EXTRAIT CHOISI ::
——————

Le catastrophisme est populaire. Je peux le voir avec mon blog. Chaque fois que je publie quelque chose qui dit que nous allons tous mourir bientôt, j’obtiens beaucoup plus de succès que quand je publie des articles en disant que nous pouvons faire quelque chose pour éviter le désastre qui arrive. La dernière confirmation de cette tendance vient de trois articles de Louis Arnoux que j’ai publiés l’été dernier. Tous les trois figurent dans la liste des dix articles les plus lus jamais publiés sur mon blog.
Arnoux soutient que les problèmes que nous avons aujourd’hui sont causés par la diminution du rendement énergétique (ou énergie nette, ou EROI) des combustibles fossiles. C’est une approche correcte, mais Arnoux fonde son analyse sur un rapport publié par une organisation plutôt obscure appelée « The Hill’s Group ». Ils utilisent des calculs basés sur l’évaluation de l’entropie du processus d’extraction afin de prédire un avenir catastrophique pour la production pétrolière mondiale. Et ils vendent leur rapport pour 28 $ (expédition incluse).
Ni Arnoux ni le « Hill’s Group » ne sont les premiers à faire valoir que la diminution de l’EROEI est la source de la plupart de nos problèmes. Mais ce rapport a gagné une popularité considérable et il a été favorablement commenté sur beaucoup de blogs et de sites Web. C’est compréhensible : le rapport a une aura d’exactitude scientifique qui vient de l’utilisation des principes de base de la thermodynamique et du concept d’entropie, correctement compris comme la force derrière la question de l’épuisement. Il y a juste un petit problème : le rapport est largement vicié.

——————

CONSIGNE 1 :: Renvoie chaque ligne des enregistrements où figure le mot « swan ».

DONNÉES FOURNIES ::
——————

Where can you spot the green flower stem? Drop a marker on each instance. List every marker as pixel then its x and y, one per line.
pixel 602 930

——————

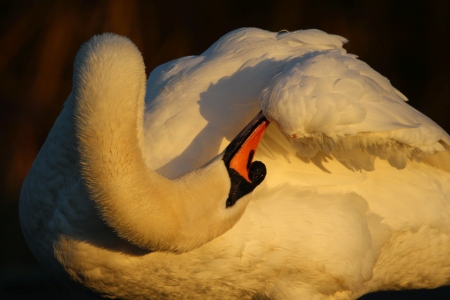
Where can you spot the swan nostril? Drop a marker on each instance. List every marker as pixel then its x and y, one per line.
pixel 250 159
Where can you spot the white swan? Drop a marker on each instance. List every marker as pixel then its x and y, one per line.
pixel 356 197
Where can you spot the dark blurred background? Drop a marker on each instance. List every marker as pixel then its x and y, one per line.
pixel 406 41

——————

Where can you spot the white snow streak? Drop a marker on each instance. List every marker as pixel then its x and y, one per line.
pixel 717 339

——————

CONSIGNE 2 :: Dans l'extrait sur le catastrophisme, à quel prix le « Hill's Group » vend-il son rapport ?

BONNE RÉPONSE 1 ::
Where can you spot the swan nostril? Drop a marker on each instance. List every marker as pixel then its x and y, one per line.
Where can you spot the white swan? Drop a marker on each instance. List every marker as pixel then its x and y, one per line.

BONNE RÉPONSE 2 :: 28 $, expédition incluse.